- **STATED GOAL**:
Write out all of the entries exactly, please.

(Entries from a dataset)

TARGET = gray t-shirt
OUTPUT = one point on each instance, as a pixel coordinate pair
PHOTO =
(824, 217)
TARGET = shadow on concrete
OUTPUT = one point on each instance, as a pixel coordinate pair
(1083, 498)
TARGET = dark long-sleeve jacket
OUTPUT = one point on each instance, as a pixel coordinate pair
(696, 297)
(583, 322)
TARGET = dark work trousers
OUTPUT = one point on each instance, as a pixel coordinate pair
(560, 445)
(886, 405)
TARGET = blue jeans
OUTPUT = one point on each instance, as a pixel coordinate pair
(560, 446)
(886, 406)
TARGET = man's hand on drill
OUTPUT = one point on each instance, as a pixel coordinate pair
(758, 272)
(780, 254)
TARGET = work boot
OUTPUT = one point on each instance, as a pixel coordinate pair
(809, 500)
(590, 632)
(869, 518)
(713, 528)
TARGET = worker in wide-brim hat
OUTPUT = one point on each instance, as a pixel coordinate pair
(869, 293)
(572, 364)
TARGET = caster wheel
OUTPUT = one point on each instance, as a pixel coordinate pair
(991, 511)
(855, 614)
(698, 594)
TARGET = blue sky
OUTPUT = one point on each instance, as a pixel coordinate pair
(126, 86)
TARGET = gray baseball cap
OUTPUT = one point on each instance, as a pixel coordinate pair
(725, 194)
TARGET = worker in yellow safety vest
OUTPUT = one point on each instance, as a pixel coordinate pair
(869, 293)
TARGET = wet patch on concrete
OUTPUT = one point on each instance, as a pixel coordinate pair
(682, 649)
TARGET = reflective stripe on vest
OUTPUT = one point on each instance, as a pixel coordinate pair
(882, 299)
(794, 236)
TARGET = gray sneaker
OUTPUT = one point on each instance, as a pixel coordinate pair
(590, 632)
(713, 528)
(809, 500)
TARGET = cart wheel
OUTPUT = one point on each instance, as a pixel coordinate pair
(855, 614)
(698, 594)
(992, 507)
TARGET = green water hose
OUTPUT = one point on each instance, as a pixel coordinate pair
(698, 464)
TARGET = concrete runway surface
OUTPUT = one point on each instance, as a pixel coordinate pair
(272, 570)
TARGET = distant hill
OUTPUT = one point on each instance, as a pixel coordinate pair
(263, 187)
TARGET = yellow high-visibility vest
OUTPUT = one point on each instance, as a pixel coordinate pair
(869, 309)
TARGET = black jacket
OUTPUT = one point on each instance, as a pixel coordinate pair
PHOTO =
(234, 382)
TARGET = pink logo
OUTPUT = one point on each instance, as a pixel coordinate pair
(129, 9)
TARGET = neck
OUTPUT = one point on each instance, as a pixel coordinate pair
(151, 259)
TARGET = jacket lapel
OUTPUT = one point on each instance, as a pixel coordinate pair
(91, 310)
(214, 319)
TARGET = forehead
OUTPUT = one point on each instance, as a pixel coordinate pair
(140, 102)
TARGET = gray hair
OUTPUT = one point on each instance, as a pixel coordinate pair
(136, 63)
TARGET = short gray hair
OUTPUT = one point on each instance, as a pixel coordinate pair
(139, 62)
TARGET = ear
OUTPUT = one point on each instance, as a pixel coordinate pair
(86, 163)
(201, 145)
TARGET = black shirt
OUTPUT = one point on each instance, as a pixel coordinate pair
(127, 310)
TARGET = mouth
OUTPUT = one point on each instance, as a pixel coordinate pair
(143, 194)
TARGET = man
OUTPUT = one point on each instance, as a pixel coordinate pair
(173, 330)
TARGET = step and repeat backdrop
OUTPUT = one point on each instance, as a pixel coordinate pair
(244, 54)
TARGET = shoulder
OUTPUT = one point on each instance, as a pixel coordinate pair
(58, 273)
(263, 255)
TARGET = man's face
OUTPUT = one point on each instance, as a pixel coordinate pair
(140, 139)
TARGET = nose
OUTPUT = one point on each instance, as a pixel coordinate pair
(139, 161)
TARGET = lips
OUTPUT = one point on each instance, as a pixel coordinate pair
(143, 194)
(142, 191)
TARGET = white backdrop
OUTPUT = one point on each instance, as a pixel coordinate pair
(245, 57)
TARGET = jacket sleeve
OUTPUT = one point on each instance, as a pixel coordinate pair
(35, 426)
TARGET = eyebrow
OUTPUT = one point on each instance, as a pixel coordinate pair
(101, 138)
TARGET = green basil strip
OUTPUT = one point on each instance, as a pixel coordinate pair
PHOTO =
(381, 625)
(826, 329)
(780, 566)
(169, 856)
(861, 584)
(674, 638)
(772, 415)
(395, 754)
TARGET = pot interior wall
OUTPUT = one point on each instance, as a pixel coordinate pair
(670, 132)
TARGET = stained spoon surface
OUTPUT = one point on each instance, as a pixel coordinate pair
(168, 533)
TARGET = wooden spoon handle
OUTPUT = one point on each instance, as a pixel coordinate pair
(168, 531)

- **TASK RESPONSE**:
TARGET = gray t-shirt
OUTPUT = one point on each instance, as a pixel coordinate pair
PHOTO =
(824, 217)
TARGET = shadow on concrete
OUTPUT = one point on each instance, as a pixel coordinate pair
(1083, 498)
TARGET = dark long-sleeve jacket
OUTPUT = one point on each instance, as a pixel coordinate pair
(696, 297)
(583, 322)
TARGET = dark work trousers
OUTPUT = one point on each instance, as a pixel coordinate pair
(560, 445)
(886, 405)
TARGET = blue jeans
OUTPUT = one point on each instance, as a pixel coordinate pair
(560, 446)
(886, 406)
TARGET = man's hand on drill
OUTPUT = one point on each instance, as a pixel coordinate pair
(758, 272)
(780, 254)
TARGET = work boot
OUTPUT = one point on each instance, as a pixel coordinate pair
(809, 500)
(590, 632)
(869, 518)
(713, 528)
TARGET = worker in wide-brim hat
OUTPUT = one point on each instance, as a pixel coordinate pair
(869, 293)
(572, 364)
TARGET = caster wheel
OUTPUT = one point on each instance, as a pixel coordinate pair
(991, 511)
(855, 614)
(698, 594)
TARGET = blue sky
OUTPUT = one point on each instance, as a pixel coordinate pair
(126, 86)
TARGET = gray baseball cap
OUTPUT = one point on each instance, as a pixel coordinate pair
(725, 194)
TARGET = worker in yellow safety vest
OUTPUT = one point on each instance, as a pixel coordinate pair
(869, 293)
TARGET = wet patch on concrete
OUTPUT = one point on each instance, as a pixel coordinate pair
(682, 649)
TARGET = reflective stripe on vest
OUTPUT = one point on each instance, as a pixel coordinate pair
(882, 299)
(794, 236)
TARGET = gray sneaker
OUTPUT = one point on each instance, as a pixel coordinate pair
(590, 632)
(713, 528)
(809, 500)
TARGET = cart wheel
OUTPUT = one point on each instance, as a pixel coordinate pair
(855, 614)
(698, 594)
(992, 507)
TARGET = green water hose
OUTPUT = one point on each instance, as a pixel coordinate pair
(698, 464)
TARGET = concrete runway surface
OUTPUT = one point on each instance, as a pixel coordinate pair
(272, 570)
TARGET = distant hill
OUTPUT = one point on each instance, as a pixel coordinate pair
(263, 187)
TARGET = yellow high-visibility vest
OUTPUT = one point on each instance, as a pixel coordinate pair
(869, 309)
TARGET = black jacket
OUTPUT = one point on each instance, as a pixel coordinate pair
PHOTO =
(234, 382)
TARGET = pink logo
OUTPUT = one point on each instance, as a pixel coordinate pair
(129, 9)
TARGET = neck
OUTPUT = one point on each instance, as a pixel coordinate pair
(151, 259)
TARGET = jacket lapel
OUTPUT = one point on each instance, as a pixel coordinate pair
(91, 310)
(214, 319)
TARGET = forehead
OUTPUT = one point on each instance, as a pixel coordinate pair
(140, 102)
TARGET = gray hair
OUTPUT = one point on each instance, as a pixel coordinate pair
(136, 63)
TARGET = short gray hair
OUTPUT = one point on each instance, as a pixel coordinate pair
(139, 62)
TARGET = ear
OUTPUT = one point on each instance, as a pixel coordinate pair
(86, 163)
(201, 145)
TARGET = black shirt
OUTPUT = one point on each instance, as a pixel coordinate pair
(127, 310)
TARGET = mouth
OUTPUT = one point on each instance, as a pixel coordinate pair
(143, 194)
TARGET = man
OUTPUT = one point on each instance, as a pixel coordinate pair
(173, 330)
TARGET = step and repeat backdrop
OUTPUT = one point on each instance, as a pixel coordinate pair
(244, 54)
TARGET = shoulder
OUTPUT = one point on each instance, as a pixel coordinate pair
(58, 273)
(263, 255)
TARGET = man's face
OUTPUT = one point on each instance, as a pixel coordinate pair
(140, 139)
TARGET = nose
OUTPUT = one point on each instance, as a pixel coordinate pair
(139, 161)
TARGET = lips
OUTPUT = one point on each instance, as a pixel coordinate pair
(143, 194)
(142, 191)
TARGET = white backdrop
OUTPUT = one point on each instance, as a pixel coordinate pair
(245, 57)
TARGET = jacket sleeve
OUTPUT = one point on each instance, as a pixel coordinate pair
(35, 426)
TARGET = eyebrow
OUTPUT = one point on each instance, as a pixel coordinate pair
(101, 138)
TARGET = green basil strip
OUTPUT = one point on each instance, as a pixel coordinate pair
PHOTO =
(381, 625)
(826, 329)
(780, 566)
(169, 856)
(861, 584)
(674, 638)
(772, 415)
(395, 754)
TARGET = pot interior wall
OUTPUT = one point on each instance, as a pixel coordinate pair
(670, 132)
TARGET = stained spoon surface
OUTPUT = one point on each instance, as a pixel coordinate pair
(168, 533)
TARGET = wooden spoon handle
OUTPUT = one point on each instance, as a pixel coordinate pair
(168, 531)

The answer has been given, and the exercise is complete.